## WHAT TO DO
Can you extract every line in the items below that contains the word "body"?

___ GIVEN DATA ___

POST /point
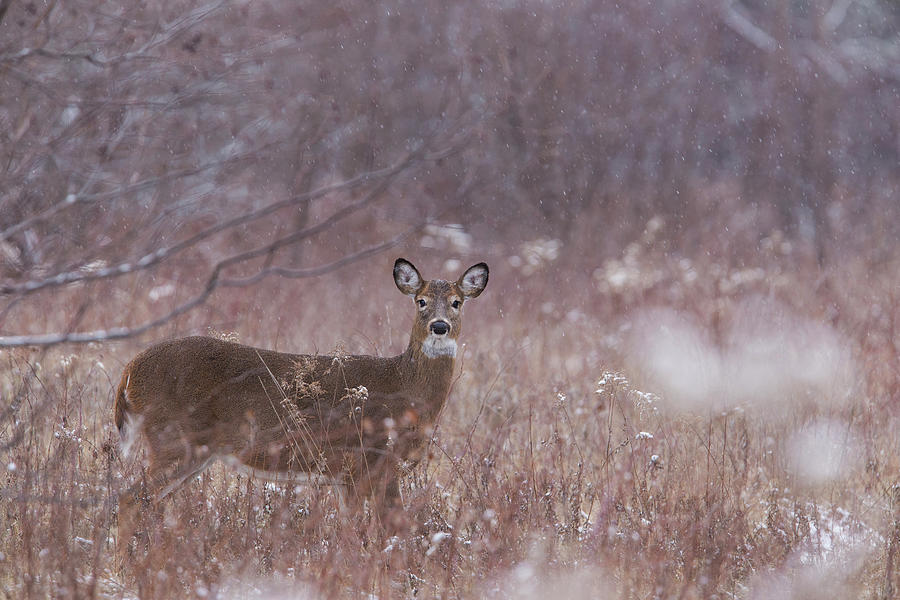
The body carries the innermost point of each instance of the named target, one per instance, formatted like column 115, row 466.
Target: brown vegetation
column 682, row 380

___
___ GIVEN DATA ___

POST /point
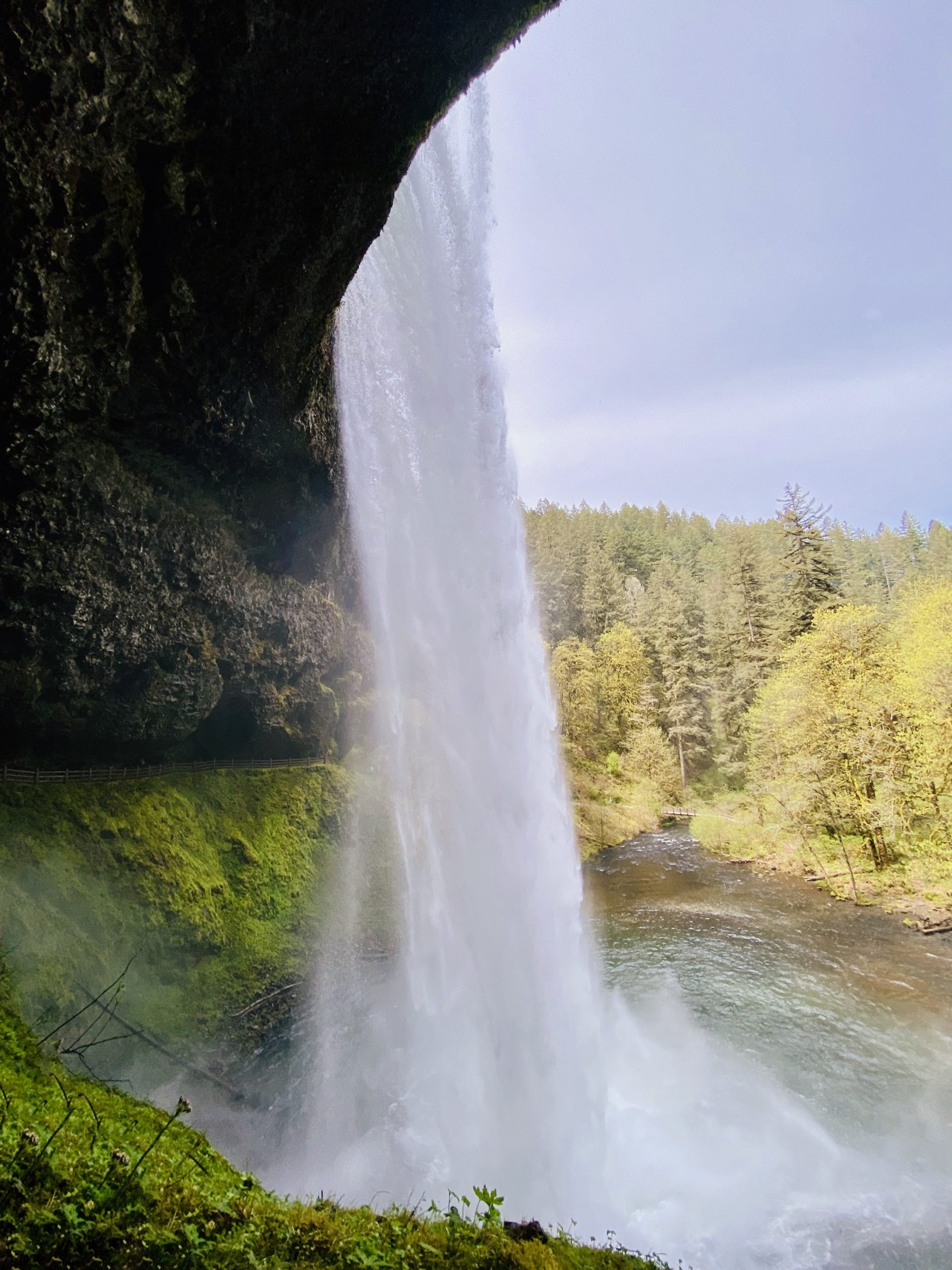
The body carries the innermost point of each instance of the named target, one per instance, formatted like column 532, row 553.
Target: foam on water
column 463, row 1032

___
___ GIVEN DATA ___

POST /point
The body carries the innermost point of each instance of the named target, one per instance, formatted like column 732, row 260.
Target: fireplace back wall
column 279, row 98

___

## OUTPUT OF THE EXERCISE
The body carries the innermost point of each instance of the named target, one per instance, formatted like column 115, row 466.
The body carries the innermost point of each instance of the named target, one per instance, formatted like column 532, row 553.
The body carries the innermost point of each instance of the named target, one per instance, formatted like column 732, row 260.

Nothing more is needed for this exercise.